GIVEN TASK: Reproduce the material below word for word, leaving out any images.
───── DATASET ROWS ─────
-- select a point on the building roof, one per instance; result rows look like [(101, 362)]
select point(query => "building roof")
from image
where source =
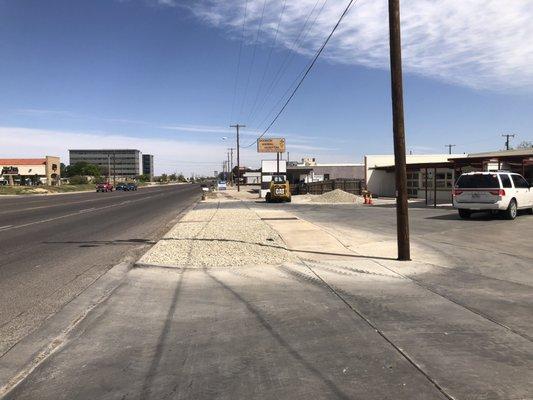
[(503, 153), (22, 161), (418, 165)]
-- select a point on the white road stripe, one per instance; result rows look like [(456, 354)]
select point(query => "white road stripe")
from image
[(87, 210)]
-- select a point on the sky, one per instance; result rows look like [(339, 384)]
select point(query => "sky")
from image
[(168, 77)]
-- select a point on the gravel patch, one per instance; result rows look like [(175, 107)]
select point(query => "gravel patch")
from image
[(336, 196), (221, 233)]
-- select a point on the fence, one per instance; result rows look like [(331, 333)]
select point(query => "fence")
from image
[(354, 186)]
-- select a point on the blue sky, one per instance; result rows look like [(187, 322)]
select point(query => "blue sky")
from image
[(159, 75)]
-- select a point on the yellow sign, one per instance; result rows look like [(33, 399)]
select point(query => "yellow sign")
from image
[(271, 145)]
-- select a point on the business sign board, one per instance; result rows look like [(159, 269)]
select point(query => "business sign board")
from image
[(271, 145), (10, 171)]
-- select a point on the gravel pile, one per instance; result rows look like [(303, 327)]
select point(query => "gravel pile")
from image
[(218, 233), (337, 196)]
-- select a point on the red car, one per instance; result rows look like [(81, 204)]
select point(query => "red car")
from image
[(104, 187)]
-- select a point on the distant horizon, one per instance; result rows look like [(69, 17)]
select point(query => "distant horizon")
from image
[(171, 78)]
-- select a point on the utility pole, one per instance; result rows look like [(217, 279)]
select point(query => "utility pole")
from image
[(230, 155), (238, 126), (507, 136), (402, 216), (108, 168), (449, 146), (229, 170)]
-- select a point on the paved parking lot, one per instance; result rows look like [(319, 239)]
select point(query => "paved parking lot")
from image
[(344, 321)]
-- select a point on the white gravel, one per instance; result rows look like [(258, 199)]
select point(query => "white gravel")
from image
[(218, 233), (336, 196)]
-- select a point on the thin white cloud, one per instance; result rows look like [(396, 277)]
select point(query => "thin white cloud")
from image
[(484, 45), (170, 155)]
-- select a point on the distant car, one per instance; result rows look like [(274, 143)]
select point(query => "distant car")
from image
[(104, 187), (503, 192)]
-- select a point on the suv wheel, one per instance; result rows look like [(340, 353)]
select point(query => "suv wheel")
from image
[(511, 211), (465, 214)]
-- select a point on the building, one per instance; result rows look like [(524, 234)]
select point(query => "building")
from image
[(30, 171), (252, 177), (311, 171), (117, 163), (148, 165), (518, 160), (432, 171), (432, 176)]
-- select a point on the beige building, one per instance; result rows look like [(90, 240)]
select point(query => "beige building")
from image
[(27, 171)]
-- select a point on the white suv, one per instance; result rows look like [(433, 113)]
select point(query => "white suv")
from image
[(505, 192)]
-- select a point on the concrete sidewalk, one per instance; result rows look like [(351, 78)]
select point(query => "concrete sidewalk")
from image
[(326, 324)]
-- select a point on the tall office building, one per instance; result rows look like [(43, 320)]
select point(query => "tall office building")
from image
─────
TASK SOLUTION:
-- select a point on the building roof, one per instance; result rows look like [(101, 362)]
select point(query => "building roof")
from image
where source =
[(503, 153), (22, 161), (418, 165)]
-- select a point on the white road stripe, one per instance; result rows look like [(456, 354)]
select point(query => "white road stripe")
from image
[(87, 210)]
-- select a point on the sky, one per instance; result rows look like [(339, 384)]
select point(query => "sky")
from image
[(168, 77)]
-- select a point on the gravel patch, one per instance; result rows look like [(175, 107)]
select point(query => "gravel patch")
from image
[(336, 196), (221, 233)]
-- select a point on the fence, one per instance; result rows look like [(331, 333)]
select point(query => "fence")
from image
[(354, 186)]
-- select a point on the blue sky, one per instance; result rows look like [(187, 322)]
select point(query => "blue sky")
from image
[(159, 75)]
-- select a point on the yellow sign, one per instance; result rows look like [(33, 399)]
select point(query => "yellow sign")
from image
[(271, 145)]
-- select a point on the business sign board, one per instance; result rows look like [(159, 269)]
select point(query => "business sign board")
from image
[(271, 145), (10, 171)]
-- select a point on the gravel pile, one per instance; result rows look like [(303, 327)]
select point(query => "gravel pile")
from image
[(218, 233), (337, 196)]
-- select a point on the red car, one per instance; result rows look like [(81, 204)]
select point(query => "red car")
from image
[(104, 187)]
-- select a point on the distant horizon, one per instance; result rows look like [(69, 17)]
select point(query => "distant horizon")
from image
[(171, 78)]
-- select a point on the utility pole, one per instance; result rows look like [(217, 279)]
select point(query => "utility pole")
from image
[(230, 155), (238, 126), (507, 136), (402, 216), (108, 168), (449, 146), (229, 170)]
-- select a point on the paved parking lot, one per instance; result rows look like [(319, 239)]
select point(query => "paved parking lot")
from image
[(344, 321)]
-- select a point on the white gravel, one per instance; result rows look like [(258, 199)]
select point(query => "white gravel")
from image
[(218, 233), (336, 196)]
-- select a point on the thin white cloud, one per instance; result rows look like [(396, 277)]
select point(query => "thin white cloud")
from image
[(484, 45), (170, 155)]
-- select a point on the distant car, one per instance; result rows look like [(274, 143)]
select point(query => "distant car")
from image
[(104, 187), (503, 192)]
-- select a point on the suv wheel, one per instance; result rows look like [(340, 353)]
select point(query => "suv wheel")
from image
[(511, 211), (465, 214)]
-- select a point on the building, one per instance; result rows look like [(524, 234)]
select point(query => "building")
from image
[(30, 171), (252, 177), (311, 171), (117, 163), (148, 165), (518, 160), (432, 171), (432, 176)]
-- select a point on the beige building, one per instance; result rows look like [(90, 240)]
select point(query => "beige building")
from image
[(27, 171)]
-- select a point on the white suv, one per instance; result rows look like [(433, 113)]
select point(query => "white suv")
from image
[(505, 192)]
-- select a point on the concrete sidewalk, one per instance; result rows look like [(351, 78)]
select point(query => "concrete sidewalk")
from image
[(326, 324)]
-- select a point on the tall office building, one per instance; result rows look like [(43, 320)]
select point(query => "tall office building")
from image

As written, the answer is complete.